START DATA FOR THIS EXERCISE
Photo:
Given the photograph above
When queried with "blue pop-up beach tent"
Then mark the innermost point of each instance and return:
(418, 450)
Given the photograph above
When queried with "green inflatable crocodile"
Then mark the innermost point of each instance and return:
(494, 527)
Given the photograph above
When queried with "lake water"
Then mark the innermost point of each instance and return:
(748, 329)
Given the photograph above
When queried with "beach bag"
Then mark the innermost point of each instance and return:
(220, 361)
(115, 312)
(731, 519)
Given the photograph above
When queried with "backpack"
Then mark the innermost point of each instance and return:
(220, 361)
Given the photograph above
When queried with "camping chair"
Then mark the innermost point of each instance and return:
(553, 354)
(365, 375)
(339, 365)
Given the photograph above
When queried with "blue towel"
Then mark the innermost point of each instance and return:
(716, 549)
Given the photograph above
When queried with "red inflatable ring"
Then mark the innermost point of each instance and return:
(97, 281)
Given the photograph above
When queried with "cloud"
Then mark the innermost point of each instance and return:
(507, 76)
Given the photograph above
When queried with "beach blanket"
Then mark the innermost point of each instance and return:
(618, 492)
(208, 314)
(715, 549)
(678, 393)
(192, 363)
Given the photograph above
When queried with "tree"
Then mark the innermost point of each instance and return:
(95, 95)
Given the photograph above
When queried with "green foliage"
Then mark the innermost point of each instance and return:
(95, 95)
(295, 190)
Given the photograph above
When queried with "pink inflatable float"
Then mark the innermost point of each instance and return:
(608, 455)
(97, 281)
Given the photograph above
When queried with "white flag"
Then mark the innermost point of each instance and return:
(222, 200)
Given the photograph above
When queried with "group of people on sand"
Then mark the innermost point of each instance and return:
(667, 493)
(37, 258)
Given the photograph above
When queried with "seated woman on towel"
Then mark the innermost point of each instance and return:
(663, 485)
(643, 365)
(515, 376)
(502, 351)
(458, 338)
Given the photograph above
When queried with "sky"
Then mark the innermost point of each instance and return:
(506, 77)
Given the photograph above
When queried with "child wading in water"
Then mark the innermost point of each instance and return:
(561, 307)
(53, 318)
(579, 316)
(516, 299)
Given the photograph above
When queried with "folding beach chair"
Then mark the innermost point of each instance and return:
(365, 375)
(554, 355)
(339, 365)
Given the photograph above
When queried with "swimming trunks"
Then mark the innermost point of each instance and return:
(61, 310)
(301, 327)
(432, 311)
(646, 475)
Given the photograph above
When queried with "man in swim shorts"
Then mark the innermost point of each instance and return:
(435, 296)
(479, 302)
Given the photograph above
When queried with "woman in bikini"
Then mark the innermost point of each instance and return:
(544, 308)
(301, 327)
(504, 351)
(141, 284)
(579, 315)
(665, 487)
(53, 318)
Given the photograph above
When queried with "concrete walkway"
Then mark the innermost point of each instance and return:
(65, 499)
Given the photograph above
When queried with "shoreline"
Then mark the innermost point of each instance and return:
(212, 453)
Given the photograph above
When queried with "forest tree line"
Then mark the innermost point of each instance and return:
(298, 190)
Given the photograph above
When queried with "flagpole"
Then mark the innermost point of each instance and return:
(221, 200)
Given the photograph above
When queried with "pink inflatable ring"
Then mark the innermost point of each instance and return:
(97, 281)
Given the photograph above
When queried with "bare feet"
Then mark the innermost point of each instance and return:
END DATA FOR THIS EXERCISE
▸ TASK PROMPT:
All lines above holding the word "ring" make up the answer; copy each one.

▸ ANSWER TO THIS PROBLEM:
When queried with "red inflatable ring"
When queried with "pink inflatable ring"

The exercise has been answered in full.